### PROBLEM DESCRIPTION
Render every line of the records below as a Markdown table with the columns "Row" and "Line," numbering the rows and skipping blank lines. Leave the pictures out.

### INPUT ROWS
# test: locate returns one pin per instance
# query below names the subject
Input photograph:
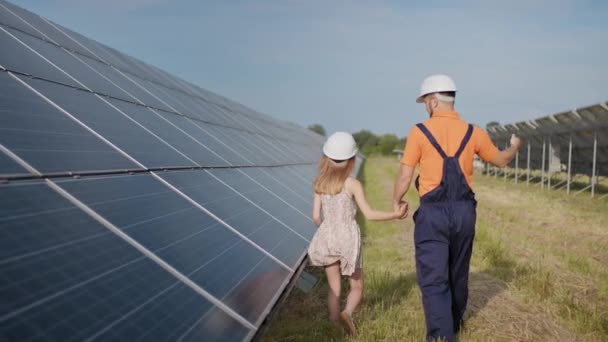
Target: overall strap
(465, 141)
(432, 140)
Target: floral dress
(338, 238)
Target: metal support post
(569, 165)
(516, 166)
(594, 164)
(550, 162)
(542, 172)
(528, 166)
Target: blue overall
(443, 235)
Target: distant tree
(365, 138)
(387, 143)
(492, 124)
(317, 129)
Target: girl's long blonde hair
(332, 175)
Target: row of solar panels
(180, 115)
(585, 128)
(135, 205)
(105, 256)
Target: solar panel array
(135, 205)
(585, 128)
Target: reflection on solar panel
(135, 205)
(574, 141)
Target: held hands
(515, 141)
(401, 210)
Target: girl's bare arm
(316, 209)
(355, 188)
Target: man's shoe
(347, 323)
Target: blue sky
(352, 65)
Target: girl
(337, 243)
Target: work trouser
(443, 236)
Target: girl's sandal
(347, 324)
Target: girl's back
(339, 209)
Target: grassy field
(539, 271)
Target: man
(444, 146)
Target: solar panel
(134, 204)
(584, 127)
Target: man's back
(449, 130)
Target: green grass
(538, 270)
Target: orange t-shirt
(449, 130)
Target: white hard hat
(435, 84)
(340, 146)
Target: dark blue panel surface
(46, 138)
(297, 221)
(10, 168)
(184, 236)
(279, 184)
(112, 125)
(16, 57)
(198, 152)
(241, 214)
(67, 278)
(136, 93)
(74, 67)
(199, 131)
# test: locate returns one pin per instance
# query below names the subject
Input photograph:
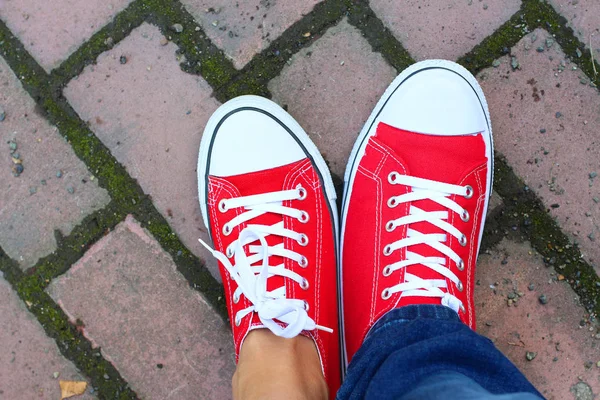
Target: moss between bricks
(205, 59)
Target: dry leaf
(71, 388)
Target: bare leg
(271, 367)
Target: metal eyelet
(222, 206)
(304, 217)
(390, 226)
(386, 294)
(301, 192)
(303, 241)
(470, 192)
(303, 262)
(387, 250)
(464, 216)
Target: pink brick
(162, 336)
(151, 115)
(28, 358)
(30, 210)
(584, 17)
(244, 28)
(443, 29)
(525, 101)
(52, 30)
(551, 330)
(331, 88)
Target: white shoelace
(438, 192)
(252, 280)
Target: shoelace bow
(438, 192)
(252, 279)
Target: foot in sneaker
(268, 201)
(416, 193)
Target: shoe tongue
(440, 158)
(260, 182)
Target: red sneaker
(416, 193)
(268, 201)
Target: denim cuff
(409, 313)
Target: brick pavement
(115, 89)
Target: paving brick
(443, 29)
(151, 115)
(556, 164)
(553, 331)
(244, 28)
(52, 30)
(315, 88)
(28, 358)
(161, 335)
(584, 17)
(36, 203)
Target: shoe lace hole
(469, 193)
(301, 193)
(386, 294)
(304, 217)
(303, 241)
(464, 216)
(387, 250)
(390, 226)
(303, 262)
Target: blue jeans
(424, 352)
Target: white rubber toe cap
(248, 140)
(435, 101)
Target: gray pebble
(582, 391)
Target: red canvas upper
(321, 294)
(459, 160)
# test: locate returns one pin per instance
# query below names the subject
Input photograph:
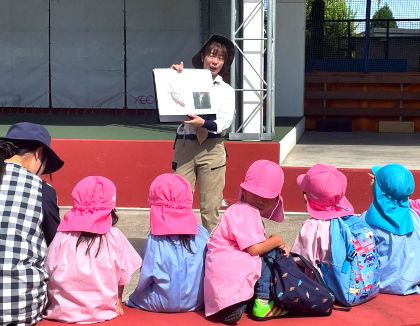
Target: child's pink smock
(313, 242)
(230, 272)
(84, 288)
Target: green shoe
(262, 311)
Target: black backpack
(295, 291)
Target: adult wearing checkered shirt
(28, 219)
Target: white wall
(290, 57)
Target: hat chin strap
(274, 208)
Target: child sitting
(397, 229)
(89, 260)
(171, 278)
(233, 266)
(324, 190)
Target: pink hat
(265, 179)
(325, 187)
(171, 212)
(94, 198)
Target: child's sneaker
(264, 310)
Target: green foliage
(335, 10)
(335, 33)
(384, 13)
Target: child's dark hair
(91, 237)
(17, 147)
(184, 240)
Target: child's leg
(262, 287)
(264, 308)
(230, 315)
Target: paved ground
(134, 223)
(357, 149)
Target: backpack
(295, 291)
(353, 273)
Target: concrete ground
(357, 149)
(134, 223)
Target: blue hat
(37, 133)
(390, 208)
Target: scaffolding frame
(267, 118)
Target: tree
(334, 32)
(384, 13)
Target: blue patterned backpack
(295, 291)
(353, 273)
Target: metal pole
(232, 66)
(367, 35)
(270, 108)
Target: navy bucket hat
(36, 133)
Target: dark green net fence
(363, 35)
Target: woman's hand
(195, 121)
(178, 67)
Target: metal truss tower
(253, 72)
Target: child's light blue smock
(399, 259)
(171, 278)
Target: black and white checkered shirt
(22, 248)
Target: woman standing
(25, 154)
(200, 155)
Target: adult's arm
(50, 212)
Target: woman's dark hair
(16, 147)
(216, 48)
(184, 240)
(91, 237)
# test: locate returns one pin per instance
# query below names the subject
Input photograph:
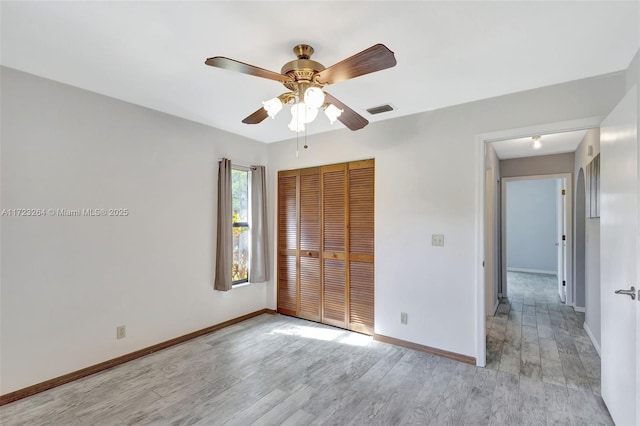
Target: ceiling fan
(306, 78)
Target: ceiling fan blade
(375, 58)
(349, 117)
(233, 65)
(256, 117)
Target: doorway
(580, 243)
(535, 219)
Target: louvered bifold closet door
(310, 239)
(334, 245)
(288, 231)
(361, 246)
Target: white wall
(427, 181)
(592, 243)
(492, 232)
(67, 282)
(532, 225)
(539, 165)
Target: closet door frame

### RESPONSE TO THIS EXERCISE
| Row | Line |
|---|---|
| 1 | # test: locate returns one pin per instance |
| 2 | # query below names the subject |
| 3 | Input photograph: |
| 4 | Target: overall strap |
| 5 | (465, 141) |
| 6 | (432, 140) |
| 7 | Target: floral dress |
| 8 | (338, 238) |
| 9 | Target: metal support post |
| 10 | (569, 165) |
| 11 | (516, 166) |
| 12 | (594, 164) |
| 13 | (550, 162) |
| 14 | (542, 172) |
| 15 | (528, 166) |
| 16 | Target: blue overall |
| 17 | (443, 235) |
| 18 | Target: distant tree |
| 19 | (365, 138) |
| 20 | (387, 143) |
| 21 | (492, 124) |
| 22 | (317, 129) |
| 23 | Target: girl's long blonde hair |
| 24 | (332, 175) |
| 25 | Target: row of solar panels |
| 26 | (180, 115) |
| 27 | (585, 128) |
| 28 | (135, 205) |
| 29 | (105, 256) |
| 30 | Target: solar panel array |
| 31 | (135, 205) |
| 32 | (585, 128) |
| 33 | Target: reflection on solar panel |
| 34 | (135, 205) |
| 35 | (574, 141) |
| 36 | Target: held hands |
| 37 | (515, 141) |
| 38 | (401, 210) |
| 39 | Target: girl's bare arm |
| 40 | (316, 209) |
| 41 | (355, 188) |
| 42 | Target: man's shoe |
| 43 | (347, 323) |
| 44 | Target: blue sky |
| 45 | (352, 65) |
| 46 | Target: girl |
| 47 | (337, 243) |
| 48 | Target: work trouser |
| 49 | (443, 236) |
| 50 | Target: girl's sandal |
| 51 | (347, 324) |
| 52 | Target: girl's back |
| 53 | (339, 209) |
| 54 | Target: grassy field |
| 55 | (539, 271) |
| 56 | Target: man |
| 57 | (444, 146) |
| 58 | Target: solar panel |
| 59 | (134, 204) |
| 60 | (584, 127) |
| 61 | Target: man's back |
| 62 | (449, 130) |
| 63 | Target: green grass |
| 64 | (538, 270) |
| 65 | Target: orange t-shirt |
| 66 | (449, 130) |
| 67 | Target: white hard hat |
| 68 | (435, 84) |
| 69 | (340, 146) |
| 70 | Target: dark blue panel surface |
| 71 | (46, 138) |
| 72 | (297, 221) |
| 73 | (10, 168) |
| 74 | (184, 236) |
| 75 | (279, 184) |
| 76 | (112, 125) |
| 77 | (16, 57) |
| 78 | (198, 152) |
| 79 | (241, 214) |
| 80 | (67, 278) |
| 81 | (136, 93) |
| 82 | (74, 67) |
| 83 | (199, 131) |
| 84 | # test: locate returns one pin per instance |
| 85 | # query below names the subject |
| 86 | Input photograph: |
| 87 | Target: moss between bricks |
| 88 | (205, 59) |
| 89 | Target: dry leaf |
| 90 | (71, 388) |
| 91 | Target: bare leg |
| 92 | (271, 367) |
| 93 | Target: metal eyelet |
| 94 | (222, 206) |
| 95 | (304, 217) |
| 96 | (390, 226) |
| 97 | (386, 294) |
| 98 | (301, 192) |
| 99 | (303, 241) |
| 100 | (470, 192) |
| 101 | (303, 262) |
| 102 | (387, 250) |
| 103 | (464, 216) |
| 104 | Target: pink brick |
| 105 | (162, 336) |
| 106 | (151, 115) |
| 107 | (28, 358) |
| 108 | (30, 210) |
| 109 | (584, 17) |
| 110 | (244, 28) |
| 111 | (443, 29) |
| 112 | (525, 101) |
| 113 | (52, 30) |
| 114 | (551, 330) |
| 115 | (331, 88) |
| 116 | Target: white shoelace |
| 117 | (438, 192) |
| 118 | (252, 280) |
| 119 | Target: shoelace bow |
| 120 | (438, 192) |
| 121 | (252, 279) |
| 122 | Target: foot in sneaker |
| 123 | (268, 201) |
| 124 | (416, 193) |
| 125 | Target: shoe tongue |
| 126 | (440, 158) |
| 127 | (260, 182) |
| 128 | Target: red sneaker |
| 129 | (416, 193) |
| 130 | (268, 201) |
| 131 | Target: denim cuff |
| 132 | (409, 313) |
| 133 | Target: brick pavement |
| 134 | (115, 89) |
| 135 | Target: paving brick |
| 136 | (443, 29) |
| 137 | (151, 115) |
| 138 | (556, 164) |
| 139 | (553, 331) |
| 140 | (244, 28) |
| 141 | (52, 30) |
| 142 | (315, 88) |
| 143 | (28, 358) |
| 144 | (161, 335) |
| 145 | (584, 17) |
| 146 | (36, 203) |
| 147 | Target: shoe lace hole |
| 148 | (469, 193) |
| 149 | (301, 193) |
| 150 | (386, 294) |
| 151 | (304, 217) |
| 152 | (303, 241) |
| 153 | (464, 216) |
| 154 | (387, 250) |
| 155 | (390, 226) |
| 156 | (303, 262) |
| 157 | Target: blue jeans |
| 158 | (424, 352) |
| 159 | Target: white rubber toe cap |
| 160 | (248, 140) |
| 161 | (435, 101) |
| 162 | Target: gray pebble |
| 163 | (582, 391) |
| 164 | Target: red canvas upper |
| 165 | (321, 294) |
| 166 | (459, 160) |
| 167 | # test: locate returns one pin per instance |
| 168 | # query below names the subject |
| 169 | Input photograph: |
| 170 | Target: child's pink smock |
| 171 | (313, 242) |
| 172 | (230, 272) |
| 173 | (84, 288) |
| 174 | Target: green shoe |
| 175 | (262, 311) |
| 176 | Target: black backpack |
| 177 | (295, 291) |
| 178 | Target: adult wearing checkered shirt |
| 179 | (28, 219) |
| 180 | Target: white wall |
| 181 | (290, 57) |
| 182 | Target: hat chin strap |
| 183 | (274, 208) |
| 184 | Target: child sitting |
| 185 | (397, 229) |
| 186 | (89, 260) |
| 187 | (171, 278) |
| 188 | (233, 266) |
| 189 | (324, 190) |
| 190 | Target: pink hat |
| 191 | (265, 179) |
| 192 | (325, 187) |
| 193 | (171, 212) |
| 194 | (94, 198) |
| 195 | Target: child's sneaker |
| 196 | (264, 310) |
| 197 | Target: green foliage |
| 198 | (335, 10) |
| 199 | (335, 33) |
| 200 | (384, 13) |
| 201 | Target: child's dark hair |
| 202 | (91, 237) |
| 203 | (17, 147) |
| 204 | (184, 240) |
| 205 | Target: child's leg |
| 206 | (262, 287) |
| 207 | (264, 308) |
| 208 | (230, 315) |
| 209 | Target: paved ground |
| 210 | (134, 223) |
| 211 | (357, 149) |
| 212 | Target: backpack |
| 213 | (295, 291) |
| 214 | (353, 273) |
| 215 | Target: concrete ground |
| 216 | (357, 149) |
| 217 | (134, 223) |
| 218 | Target: blue hat |
| 219 | (37, 133) |
| 220 | (390, 208) |
| 221 | Target: scaffolding frame |
| 222 | (267, 118) |
| 223 | Target: tree |
| 224 | (334, 32) |
| 225 | (384, 13) |
| 226 | Target: blue patterned backpack |
| 227 | (295, 291) |
| 228 | (353, 273) |
| 229 | Target: metal pole |
| 230 | (232, 66) |
| 231 | (367, 35) |
| 232 | (270, 108) |
| 233 | Target: navy bucket hat |
| 234 | (36, 133) |
| 235 | Target: dark green net fence |
| 236 | (363, 35) |
| 237 | Target: woman's hand |
| 238 | (195, 121) |
| 239 | (178, 67) |
| 240 | Target: metal truss tower |
| 241 | (253, 72) |
| 242 | Target: child's light blue smock |
| 243 | (399, 259) |
| 244 | (171, 278) |
| 245 | Target: black and white checkered shirt |
| 246 | (22, 248) |
| 247 | Target: woman standing |
| 248 | (25, 154) |
| 249 | (200, 155) |
| 250 | Target: adult's arm |
| 251 | (50, 212) |
| 252 | Target: woman's dark hair |
| 253 | (16, 147) |
| 254 | (216, 48) |
| 255 | (184, 240) |
| 256 | (91, 237) |
| 257 | # test: locate returns one pin per instance |
| 258 | # query below names the subject |
| 259 | Input photograph: |
| 260 | Target: ceiling fan |
| 261 | (306, 78) |
| 262 | Target: ceiling fan blade |
| 263 | (375, 58) |
| 264 | (349, 117) |
| 265 | (233, 65) |
| 266 | (256, 117) |
| 267 | Target: doorway |
| 268 | (580, 243) |
| 269 | (535, 219) |
| 270 | Target: louvered bifold closet door |
| 271 | (310, 239) |
| 272 | (334, 245) |
| 273 | (288, 231) |
| 274 | (361, 246) |
| 275 | Target: white wall |
| 276 | (427, 181) |
| 277 | (592, 243) |
| 278 | (492, 232) |
| 279 | (67, 282) |
| 280 | (532, 225) |
| 281 | (539, 165) |
| 282 | Target: closet door frame |